This integrated labour market meant that wage rates tended to move in tandem in Ireland and Britain. In the 1930s Irish hourly earnings in manufacturing were about 60 per cent of rates in Britain. This ratio remained unchanged for the 1940s and the 1950s. Irish people were prepared to work at home for significantly less than they could earn in Britain but, if the differential was too great, they were prepared to emigrate.

However, over the 1960s things changed dramatically, and Irish wage rates rose to broadly match wage rates in Britain by 1970. Why exactly this happened is a fruitful area for research. This upward adjustment in Irish wage rates slowed growth in the domestic economy: many firms that had grown up with a protected home market found they could not pay the higher wages and they closed. However, once the adjustment was completed, the previous pattern, whereby growth in Irish wage rates tracked those in Britain, was restored.

Two-way migration

From the end of the 1970s, exchange-rate movements led to quite large temporary divergences between British and Irish wage rates. However, the possibility of migration in both directions continued to anchor the long-term relationship between the returns in each labour market.

From Ireland’s entry to the EU in 1973 up to 2016, Irish hourly wage rates in manufacturing were, on average, slightly higher than in the UK. Over the period, if labour-market circumstances were more favourable in Ireland, emigrants returned, and in bad times, such as the post-2008 crisis, more left.

Data provided:

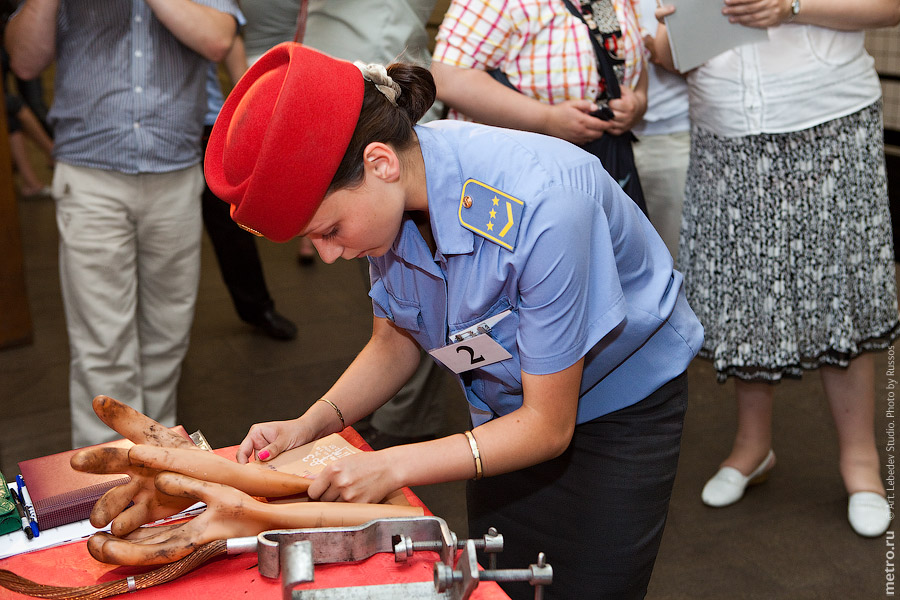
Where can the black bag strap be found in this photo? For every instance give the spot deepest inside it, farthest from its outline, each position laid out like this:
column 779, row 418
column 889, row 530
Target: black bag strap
column 604, row 60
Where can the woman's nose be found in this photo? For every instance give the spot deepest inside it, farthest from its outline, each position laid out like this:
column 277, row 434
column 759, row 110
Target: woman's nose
column 328, row 252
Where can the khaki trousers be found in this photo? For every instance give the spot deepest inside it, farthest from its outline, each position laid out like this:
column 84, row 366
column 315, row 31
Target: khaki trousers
column 129, row 264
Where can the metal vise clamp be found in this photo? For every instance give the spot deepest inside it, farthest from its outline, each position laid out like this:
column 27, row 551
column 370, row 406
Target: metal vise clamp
column 294, row 552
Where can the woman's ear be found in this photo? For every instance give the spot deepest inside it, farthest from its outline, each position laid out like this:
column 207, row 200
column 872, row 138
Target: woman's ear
column 382, row 162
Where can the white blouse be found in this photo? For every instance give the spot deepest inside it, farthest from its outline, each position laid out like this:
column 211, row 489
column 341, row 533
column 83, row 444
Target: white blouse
column 803, row 76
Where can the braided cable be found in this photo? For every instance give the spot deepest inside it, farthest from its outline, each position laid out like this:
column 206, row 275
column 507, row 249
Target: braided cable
column 164, row 574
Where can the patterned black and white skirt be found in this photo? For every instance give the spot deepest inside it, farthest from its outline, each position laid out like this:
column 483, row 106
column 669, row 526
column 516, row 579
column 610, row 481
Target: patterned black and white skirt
column 786, row 247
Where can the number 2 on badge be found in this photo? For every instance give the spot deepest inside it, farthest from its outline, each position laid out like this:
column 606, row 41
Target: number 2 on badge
column 472, row 358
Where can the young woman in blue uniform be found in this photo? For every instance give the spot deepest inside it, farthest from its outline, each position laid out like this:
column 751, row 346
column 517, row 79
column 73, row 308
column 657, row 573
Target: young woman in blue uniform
column 520, row 265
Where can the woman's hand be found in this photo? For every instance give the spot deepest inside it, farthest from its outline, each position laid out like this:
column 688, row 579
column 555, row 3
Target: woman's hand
column 628, row 110
column 757, row 13
column 268, row 440
column 364, row 477
column 571, row 121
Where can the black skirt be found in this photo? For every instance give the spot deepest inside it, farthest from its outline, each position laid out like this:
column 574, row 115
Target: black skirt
column 597, row 511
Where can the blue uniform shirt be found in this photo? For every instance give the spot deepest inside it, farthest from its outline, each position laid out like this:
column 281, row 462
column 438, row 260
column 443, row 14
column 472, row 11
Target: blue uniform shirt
column 587, row 275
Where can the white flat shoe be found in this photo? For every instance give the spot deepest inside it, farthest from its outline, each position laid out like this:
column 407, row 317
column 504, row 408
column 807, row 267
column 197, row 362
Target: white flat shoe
column 728, row 485
column 868, row 513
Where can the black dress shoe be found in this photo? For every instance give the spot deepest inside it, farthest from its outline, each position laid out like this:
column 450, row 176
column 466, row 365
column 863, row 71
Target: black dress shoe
column 275, row 325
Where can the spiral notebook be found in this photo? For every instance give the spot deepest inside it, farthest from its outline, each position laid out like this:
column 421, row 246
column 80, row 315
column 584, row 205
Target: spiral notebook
column 62, row 495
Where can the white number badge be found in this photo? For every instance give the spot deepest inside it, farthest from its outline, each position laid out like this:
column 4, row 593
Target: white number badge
column 474, row 349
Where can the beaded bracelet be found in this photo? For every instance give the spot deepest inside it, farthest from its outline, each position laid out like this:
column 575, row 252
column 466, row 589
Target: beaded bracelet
column 336, row 409
column 476, row 454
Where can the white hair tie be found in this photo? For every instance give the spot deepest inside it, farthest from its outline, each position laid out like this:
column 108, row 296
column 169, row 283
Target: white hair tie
column 377, row 74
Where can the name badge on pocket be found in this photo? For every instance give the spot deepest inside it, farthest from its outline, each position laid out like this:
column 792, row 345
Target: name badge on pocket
column 474, row 349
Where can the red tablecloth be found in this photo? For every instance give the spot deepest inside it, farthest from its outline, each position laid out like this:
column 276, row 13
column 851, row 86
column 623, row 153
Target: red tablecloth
column 228, row 577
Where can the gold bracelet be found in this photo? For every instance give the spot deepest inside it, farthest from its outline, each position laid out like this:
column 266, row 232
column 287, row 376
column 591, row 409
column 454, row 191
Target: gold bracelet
column 336, row 409
column 479, row 470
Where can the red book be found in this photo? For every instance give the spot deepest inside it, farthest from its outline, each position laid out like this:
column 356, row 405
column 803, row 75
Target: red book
column 62, row 495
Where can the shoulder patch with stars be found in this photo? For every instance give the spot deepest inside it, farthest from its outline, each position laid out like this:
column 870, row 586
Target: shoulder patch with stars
column 490, row 213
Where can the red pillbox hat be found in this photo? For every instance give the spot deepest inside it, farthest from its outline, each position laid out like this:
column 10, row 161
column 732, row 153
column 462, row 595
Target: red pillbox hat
column 280, row 137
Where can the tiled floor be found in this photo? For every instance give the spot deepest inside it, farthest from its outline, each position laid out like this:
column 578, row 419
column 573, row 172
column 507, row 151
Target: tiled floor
column 788, row 539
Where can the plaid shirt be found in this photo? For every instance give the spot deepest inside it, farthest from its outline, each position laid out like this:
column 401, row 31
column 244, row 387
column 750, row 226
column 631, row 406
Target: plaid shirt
column 516, row 36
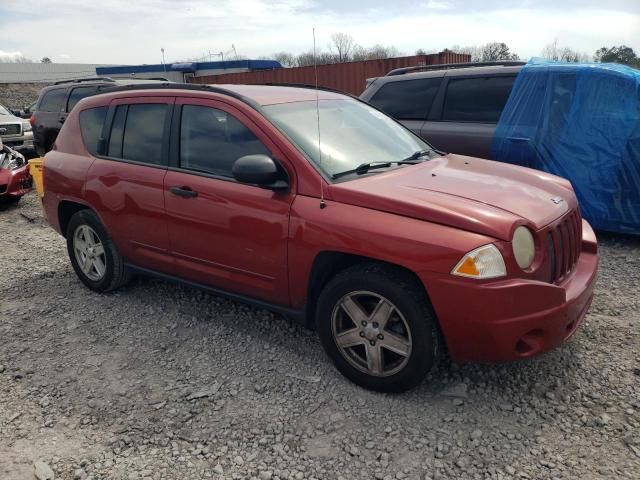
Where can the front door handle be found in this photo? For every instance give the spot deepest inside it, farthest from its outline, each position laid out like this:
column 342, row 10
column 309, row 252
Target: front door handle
column 185, row 192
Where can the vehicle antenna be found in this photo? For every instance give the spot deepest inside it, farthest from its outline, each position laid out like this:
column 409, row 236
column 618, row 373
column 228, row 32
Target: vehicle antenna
column 315, row 71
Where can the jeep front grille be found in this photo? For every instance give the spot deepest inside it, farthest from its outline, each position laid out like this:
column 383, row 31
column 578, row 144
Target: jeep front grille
column 565, row 243
column 10, row 129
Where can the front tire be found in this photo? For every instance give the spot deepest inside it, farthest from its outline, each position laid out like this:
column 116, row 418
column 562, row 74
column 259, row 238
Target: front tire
column 93, row 255
column 376, row 324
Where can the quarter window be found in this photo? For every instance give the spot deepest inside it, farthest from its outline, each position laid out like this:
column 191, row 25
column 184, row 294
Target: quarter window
column 53, row 100
column 91, row 123
column 143, row 133
column 407, row 99
column 476, row 99
column 78, row 94
column 211, row 140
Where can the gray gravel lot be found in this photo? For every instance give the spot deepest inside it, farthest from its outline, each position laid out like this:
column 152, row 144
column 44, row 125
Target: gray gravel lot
column 159, row 381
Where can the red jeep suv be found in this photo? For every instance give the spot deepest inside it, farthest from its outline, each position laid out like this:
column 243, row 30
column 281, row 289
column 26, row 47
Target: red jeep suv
column 316, row 205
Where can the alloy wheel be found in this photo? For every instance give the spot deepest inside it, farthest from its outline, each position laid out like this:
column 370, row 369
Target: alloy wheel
column 89, row 252
column 371, row 333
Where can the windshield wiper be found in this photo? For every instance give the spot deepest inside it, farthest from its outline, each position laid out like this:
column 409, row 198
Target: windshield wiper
column 365, row 167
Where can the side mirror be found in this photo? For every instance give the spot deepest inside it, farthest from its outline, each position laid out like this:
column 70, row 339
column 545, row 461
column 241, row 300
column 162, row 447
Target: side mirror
column 260, row 170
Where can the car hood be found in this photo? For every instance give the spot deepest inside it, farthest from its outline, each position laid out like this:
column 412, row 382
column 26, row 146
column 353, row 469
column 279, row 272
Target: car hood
column 464, row 192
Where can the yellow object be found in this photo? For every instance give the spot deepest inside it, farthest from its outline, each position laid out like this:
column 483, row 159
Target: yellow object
column 469, row 268
column 36, row 169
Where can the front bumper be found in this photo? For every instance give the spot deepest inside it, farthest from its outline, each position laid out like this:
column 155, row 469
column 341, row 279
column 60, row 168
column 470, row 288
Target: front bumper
column 15, row 183
column 498, row 321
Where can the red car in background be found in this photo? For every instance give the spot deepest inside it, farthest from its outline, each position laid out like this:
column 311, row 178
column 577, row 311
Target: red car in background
column 15, row 180
column 318, row 206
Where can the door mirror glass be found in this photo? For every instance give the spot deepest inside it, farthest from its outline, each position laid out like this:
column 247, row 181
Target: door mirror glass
column 260, row 170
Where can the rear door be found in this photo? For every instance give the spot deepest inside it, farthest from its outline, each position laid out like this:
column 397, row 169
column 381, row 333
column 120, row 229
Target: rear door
column 408, row 101
column 223, row 233
column 126, row 180
column 463, row 119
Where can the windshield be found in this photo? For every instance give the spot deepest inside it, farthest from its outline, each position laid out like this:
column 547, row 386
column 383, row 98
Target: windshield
column 351, row 133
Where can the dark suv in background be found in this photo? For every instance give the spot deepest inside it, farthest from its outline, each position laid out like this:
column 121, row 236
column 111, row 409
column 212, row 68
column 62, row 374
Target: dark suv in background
column 55, row 103
column 455, row 107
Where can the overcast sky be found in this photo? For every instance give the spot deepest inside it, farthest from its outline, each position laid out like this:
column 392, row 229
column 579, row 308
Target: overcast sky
column 133, row 31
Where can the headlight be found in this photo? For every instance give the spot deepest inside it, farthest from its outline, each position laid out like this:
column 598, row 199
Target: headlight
column 483, row 262
column 524, row 247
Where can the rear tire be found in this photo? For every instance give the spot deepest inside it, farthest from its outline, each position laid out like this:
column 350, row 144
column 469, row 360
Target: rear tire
column 393, row 342
column 10, row 199
column 93, row 254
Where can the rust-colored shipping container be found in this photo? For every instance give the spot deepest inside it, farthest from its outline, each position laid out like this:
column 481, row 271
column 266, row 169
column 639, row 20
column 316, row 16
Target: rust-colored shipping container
column 348, row 77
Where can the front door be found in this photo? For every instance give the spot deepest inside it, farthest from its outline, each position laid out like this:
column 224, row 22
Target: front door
column 225, row 234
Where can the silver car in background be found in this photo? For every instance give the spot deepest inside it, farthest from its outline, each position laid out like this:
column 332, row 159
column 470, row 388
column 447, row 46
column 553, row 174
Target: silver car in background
column 16, row 132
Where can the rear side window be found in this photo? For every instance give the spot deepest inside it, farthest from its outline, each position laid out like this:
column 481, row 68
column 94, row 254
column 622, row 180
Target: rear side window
column 476, row 99
column 78, row 94
column 137, row 133
column 211, row 140
column 52, row 100
column 91, row 122
column 407, row 99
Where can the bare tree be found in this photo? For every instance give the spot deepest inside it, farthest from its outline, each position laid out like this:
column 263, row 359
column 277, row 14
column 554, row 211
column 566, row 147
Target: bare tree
column 494, row 51
column 621, row 54
column 344, row 46
column 489, row 52
column 553, row 51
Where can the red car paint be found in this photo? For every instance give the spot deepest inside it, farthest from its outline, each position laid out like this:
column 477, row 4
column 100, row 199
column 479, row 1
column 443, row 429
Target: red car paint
column 15, row 183
column 263, row 244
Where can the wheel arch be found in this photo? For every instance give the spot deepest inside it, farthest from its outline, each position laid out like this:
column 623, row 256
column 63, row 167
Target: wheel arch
column 66, row 210
column 328, row 264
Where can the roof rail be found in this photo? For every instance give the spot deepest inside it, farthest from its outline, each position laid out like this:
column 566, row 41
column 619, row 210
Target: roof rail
column 179, row 86
column 452, row 66
column 306, row 85
column 87, row 79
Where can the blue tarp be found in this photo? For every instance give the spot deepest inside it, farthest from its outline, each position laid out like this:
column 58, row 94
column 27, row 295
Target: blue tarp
column 581, row 122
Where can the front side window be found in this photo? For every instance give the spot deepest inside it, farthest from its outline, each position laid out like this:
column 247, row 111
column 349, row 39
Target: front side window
column 91, row 123
column 351, row 133
column 211, row 140
column 480, row 99
column 52, row 100
column 407, row 99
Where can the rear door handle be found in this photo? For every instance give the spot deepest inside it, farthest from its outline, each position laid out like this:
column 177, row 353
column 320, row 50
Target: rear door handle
column 185, row 192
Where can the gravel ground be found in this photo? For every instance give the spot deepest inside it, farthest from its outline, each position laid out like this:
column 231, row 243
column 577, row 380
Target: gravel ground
column 19, row 95
column 159, row 381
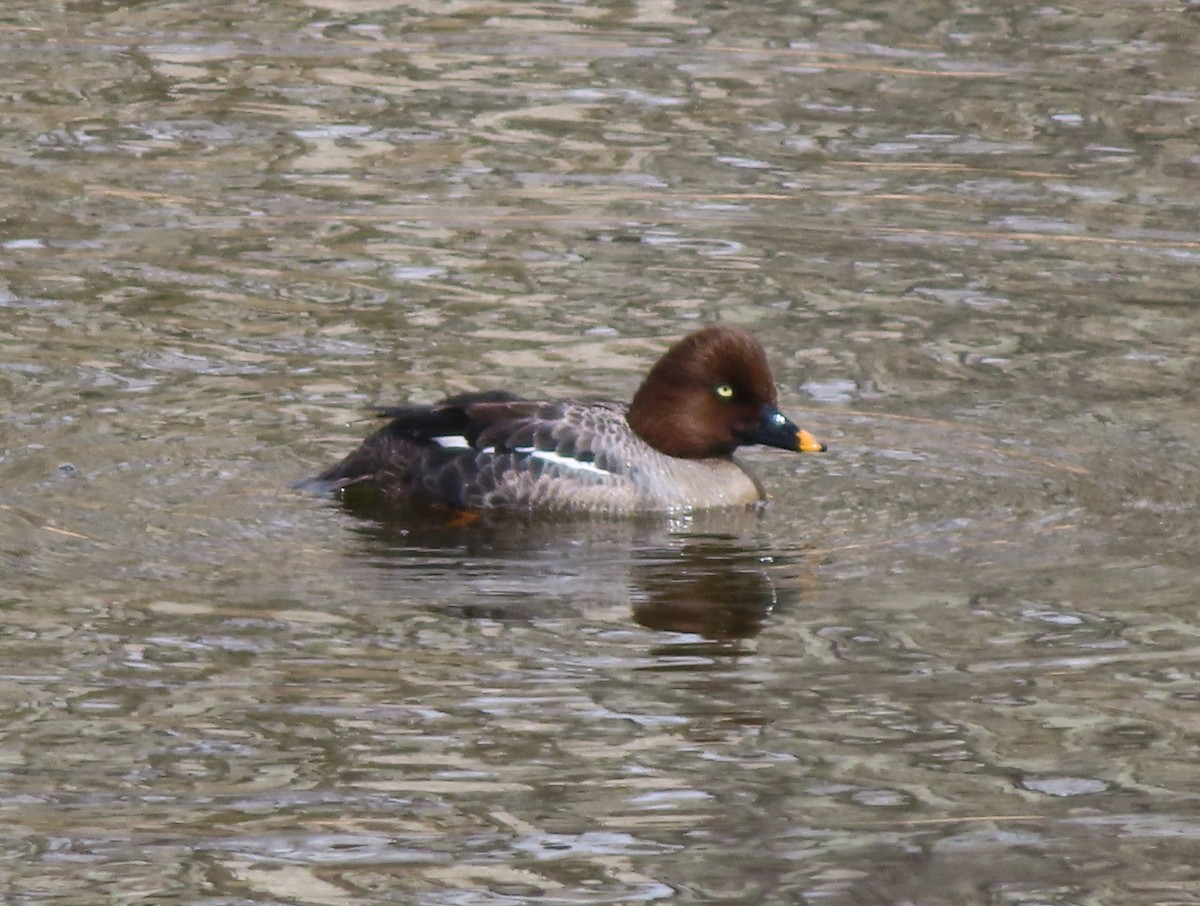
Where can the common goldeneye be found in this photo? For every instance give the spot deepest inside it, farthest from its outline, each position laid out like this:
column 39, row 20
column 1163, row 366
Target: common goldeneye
column 671, row 449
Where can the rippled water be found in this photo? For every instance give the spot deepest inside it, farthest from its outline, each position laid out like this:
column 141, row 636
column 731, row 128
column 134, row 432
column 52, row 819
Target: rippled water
column 954, row 661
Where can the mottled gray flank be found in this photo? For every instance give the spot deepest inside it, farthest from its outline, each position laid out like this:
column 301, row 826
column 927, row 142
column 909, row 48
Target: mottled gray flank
column 621, row 473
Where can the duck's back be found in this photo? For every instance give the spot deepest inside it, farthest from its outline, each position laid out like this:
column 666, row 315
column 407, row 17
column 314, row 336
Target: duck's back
column 495, row 450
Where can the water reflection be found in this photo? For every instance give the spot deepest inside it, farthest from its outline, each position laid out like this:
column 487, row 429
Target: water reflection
column 705, row 574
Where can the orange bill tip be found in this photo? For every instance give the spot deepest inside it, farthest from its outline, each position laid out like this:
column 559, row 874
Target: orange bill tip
column 807, row 443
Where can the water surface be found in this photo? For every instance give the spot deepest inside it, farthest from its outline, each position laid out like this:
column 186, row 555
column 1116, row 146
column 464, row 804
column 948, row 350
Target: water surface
column 953, row 661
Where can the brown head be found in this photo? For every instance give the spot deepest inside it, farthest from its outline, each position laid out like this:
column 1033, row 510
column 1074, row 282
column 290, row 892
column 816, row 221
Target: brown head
column 709, row 394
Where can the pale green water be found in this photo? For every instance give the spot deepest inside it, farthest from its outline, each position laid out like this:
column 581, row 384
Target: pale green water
column 954, row 663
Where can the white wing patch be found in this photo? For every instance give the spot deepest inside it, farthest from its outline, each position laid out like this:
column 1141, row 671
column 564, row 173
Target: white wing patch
column 564, row 461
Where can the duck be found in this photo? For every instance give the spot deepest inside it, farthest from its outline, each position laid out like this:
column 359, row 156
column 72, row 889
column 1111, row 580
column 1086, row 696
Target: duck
column 671, row 449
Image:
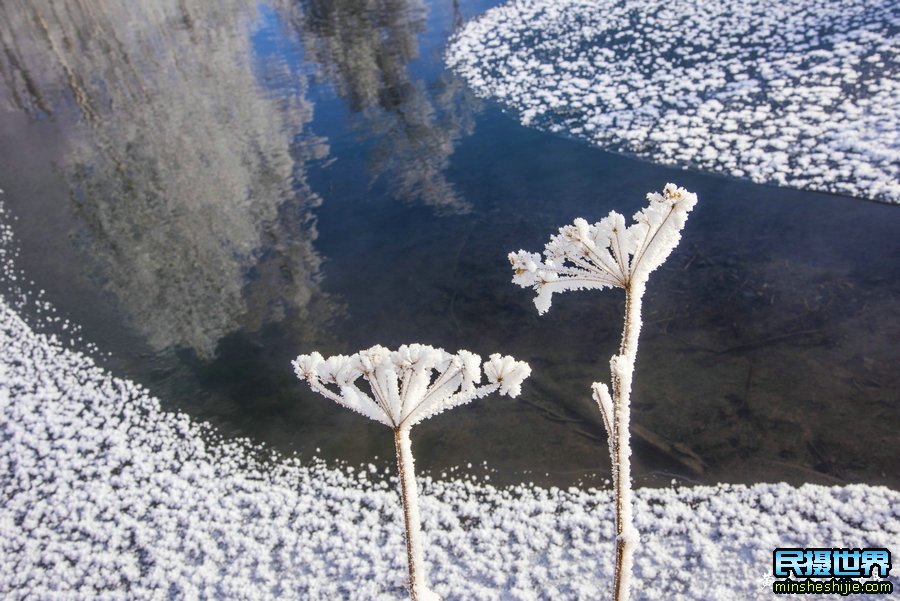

Requirements:
A – Write out the passage on Irish and British wage rates between "However, over the" and "Britain, was restored.", inclusive.
B – Translate this sentence from the passage on Irish and British wage rates into Spanish: "In the 1930s Irish hourly earnings in manufacturing were about 60 per cent of rates in Britain."
C – Proceed with the passage on Irish and British wage rates, picking up right after its final sentence.

Responses:
A –
However, over the 1960s things changed dramatically, and Irish wage rates rose to broadly match wage rates in Britain by 1970. Why exactly this happened is a fruitful area for research. This upward adjustment in Irish wage rates slowed growth in the domestic economy: many firms that had grown up with a protected home market found they could not pay the higher wages and they closed. However, once the adjustment was completed, the previous pattern, whereby growth in Irish wage rates tracked those in Britain, was restored.

B – En la década de 1930, los ingresos por hora en la industria manufacturera irlandesa equivalían aproximadamente al 60 por ciento de los de Gran Bretaña.

C –
The costs of migration are also dramatically lower today than in the past. Travel is easier and cheaper, and modern communications permit continued contact with family and friends wherever one is working. This helps explain why expectations of young Irish workers so easily encompass labour-market opportunities in the UK and in other countries.

While immigration into the UK will be restricted after Brexit, it seems very unlikely that it will affect Irish citizens. However, the negative impact of Brexit on the UK economy is likely to see a slower growth in wage rates there in the future. It remains to be seen whether this will affect wage rates in Ireland, as it would have in the past, or whether young Irish workers set their sights on what is available elsewhere in the EU.